DEBUG - Created nginx temporary directory /opt/tmp/pull/instance1
DEBUG - Created nginx configuration directory /opt/etc/pull/instance1
DEBUG - Created nginx log directory /opt/log/pull/instance1
DEBUG - creating nginx configfile for instance 1 in /opt/etc/pull/instance1
=== 13991 === !!! Kernel has 1 child process(es).
=== 13991 === !!! At least one child process is still running when 
POE::Kernel->run() is ready to return.
=== 13991 === !!! Be sure to use sig_child() to reap child processes.
=== 13991 === !!! In extreme cases, failure to reap child processes has
=== 13991 === !!! resulted in a slow 'fork bomb' that has halted systems.
Could not open file: No such file or directory

 I've added a DIE handler in the main session to try to handle this:

 $sig_session = POE::Session->create(
inline_states => {
_start => sub {
$_[HEAP]{RELOADED} = 0;
$_[KERNEL]->sig(TERM => '_sigterm');
$_[KERNEL]->sig(INT => '_sigterm');
$_[KERNEL]->sig(DIE => '_sigterm');
$_[KERNEL]->sig(nginx_reload => '_sig_nginx_reload');
$_[KERNEL]->alias_set('sighandler');
},
_sigdie => sub {
print "Handling exception, calling stop";
POE::Kernel->call($sig_session, '_stop');
},
_stop => sub {
# Reap any existing pid (# 1825119)
print "Handling stop";
POE::Kernel->sig_child();
use POSIX ":sys_wait_h";
1 while waitpid(WNOHANG, -1) > 0;

# Clear signal handlers...
$_[KERNEL]->sig('TERM');

But, as said above, it's not working. Checking POE's code, I can see the 
message lines are generated in Resources/Signals.pm, under _data_sig_finalize()

■ EXTRACTED DATA
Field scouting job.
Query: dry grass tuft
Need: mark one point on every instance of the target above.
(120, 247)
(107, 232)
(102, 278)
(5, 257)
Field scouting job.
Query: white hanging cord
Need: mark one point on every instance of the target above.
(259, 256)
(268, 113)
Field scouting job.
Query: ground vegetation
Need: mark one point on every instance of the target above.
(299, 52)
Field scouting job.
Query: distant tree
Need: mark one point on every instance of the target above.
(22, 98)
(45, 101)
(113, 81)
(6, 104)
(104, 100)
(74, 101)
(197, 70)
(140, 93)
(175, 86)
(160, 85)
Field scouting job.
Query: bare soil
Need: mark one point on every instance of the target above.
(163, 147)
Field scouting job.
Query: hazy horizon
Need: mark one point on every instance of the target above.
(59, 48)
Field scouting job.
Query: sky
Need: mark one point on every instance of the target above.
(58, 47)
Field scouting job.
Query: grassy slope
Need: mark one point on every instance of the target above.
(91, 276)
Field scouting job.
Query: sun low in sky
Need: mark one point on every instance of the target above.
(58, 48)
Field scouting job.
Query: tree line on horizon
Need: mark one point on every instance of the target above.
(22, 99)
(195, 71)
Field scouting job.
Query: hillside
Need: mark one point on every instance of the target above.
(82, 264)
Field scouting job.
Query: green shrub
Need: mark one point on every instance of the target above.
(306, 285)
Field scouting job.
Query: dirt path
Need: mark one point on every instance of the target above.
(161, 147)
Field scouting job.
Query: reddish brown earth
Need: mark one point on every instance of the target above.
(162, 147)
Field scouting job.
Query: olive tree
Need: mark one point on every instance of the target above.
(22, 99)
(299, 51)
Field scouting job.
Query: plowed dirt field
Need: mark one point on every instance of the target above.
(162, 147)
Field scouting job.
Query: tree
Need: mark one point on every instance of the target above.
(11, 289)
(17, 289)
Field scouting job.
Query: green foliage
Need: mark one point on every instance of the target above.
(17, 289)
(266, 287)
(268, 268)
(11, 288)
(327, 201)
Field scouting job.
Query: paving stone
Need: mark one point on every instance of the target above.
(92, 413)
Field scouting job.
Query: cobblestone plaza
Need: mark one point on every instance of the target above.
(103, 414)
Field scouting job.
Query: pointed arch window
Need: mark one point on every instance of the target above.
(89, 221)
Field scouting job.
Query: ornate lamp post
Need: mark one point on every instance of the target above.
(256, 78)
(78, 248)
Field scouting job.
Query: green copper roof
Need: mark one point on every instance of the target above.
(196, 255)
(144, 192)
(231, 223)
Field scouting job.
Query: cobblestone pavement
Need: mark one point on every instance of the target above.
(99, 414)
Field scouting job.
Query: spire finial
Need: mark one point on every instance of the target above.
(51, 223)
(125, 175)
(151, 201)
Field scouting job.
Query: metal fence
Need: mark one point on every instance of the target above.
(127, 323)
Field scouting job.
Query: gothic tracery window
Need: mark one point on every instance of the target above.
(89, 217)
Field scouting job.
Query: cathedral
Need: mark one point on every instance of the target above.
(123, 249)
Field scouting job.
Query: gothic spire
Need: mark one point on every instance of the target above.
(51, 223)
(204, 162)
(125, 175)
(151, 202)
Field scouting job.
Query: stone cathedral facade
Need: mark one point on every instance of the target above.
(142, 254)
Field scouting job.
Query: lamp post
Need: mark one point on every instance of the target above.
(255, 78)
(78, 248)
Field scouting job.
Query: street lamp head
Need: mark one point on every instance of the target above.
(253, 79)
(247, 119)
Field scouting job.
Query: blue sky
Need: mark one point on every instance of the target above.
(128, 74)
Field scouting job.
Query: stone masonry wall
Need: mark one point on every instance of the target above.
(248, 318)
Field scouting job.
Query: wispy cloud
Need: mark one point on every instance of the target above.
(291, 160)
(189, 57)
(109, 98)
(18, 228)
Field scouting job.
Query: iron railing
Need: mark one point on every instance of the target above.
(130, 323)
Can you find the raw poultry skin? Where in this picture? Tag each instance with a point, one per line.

■ WRITTEN PROBLEM 1
Answer these questions using the POE signal-handling excerpt.
(a) What alias does the _start handler assign to the session?
(b) How many child processes does the kernel report as still running?
(c) In which file and under which function are the warning message lines generated?
■ WRITTEN PROBLEM 2
Carry on the POE signal-handling excerpt from the point where it stops.

■ EXERCISE OUTPUT 1
(a) sighandler
(b) 1
(c) Resources/Signals.pm, under _data_sig_finalize()

■ EXERCISE OUTPUT 2
method (where POE is already doing the same you recommended me, waiting for the 
pid).

But _data_sig_finalize() method is called in Kernel.pm just after unregistered 
all the signals (Kernel.pm => _finalize_kernel):

 my $self = shift;

  # Disable signal watching since there's now no place for them to go.
  foreach ($self->_data_sig_get_safe_signals()) {
$self->loop_ignore_signal($_);
  }

  # Remove the kernel session's signal watcher.
  $self->_data_sig_remove($self->ID, "IDLE");

  # The main loop is done, no matter which event library ran it.
  # sig before loop so that it clears the signal_pipe file handler
  $self->_data_sig_finalize();
  $self->loop_finalize();

 Once here, none of my signal handlers in the main session instance would work, 
as the signals have been unregistered. On an exception (die) while 
POE::Kernel->run(), how could I handle it then??

 Thanks a lot
 Alberto




 Activado lun, 24 mar 2014 13:45:45 +0100 Rocco Caputo  escribió  

>Hi, Alberto. 
> 
>At program end time, POE runs a quick waitpid() check for child processes that 
>may have leaked. This check was added after a bug report where POE locked up a 
>server after several days of running. It turned out to be the reporter's 
>application, but it was hard to debug. 
> 
>Your program seems to have created two processes that it didn't reap: PIDs 
>5373 and 5374. The ideal solution is to reap those processes before exiting. 
>Your program can do this using POE::Kernel's sig_child() method. 
> 
>In some cases, a third-party library will create processes and not properly 
>clean them up. It can be impossible to solve this case without modifying other 
>people's code.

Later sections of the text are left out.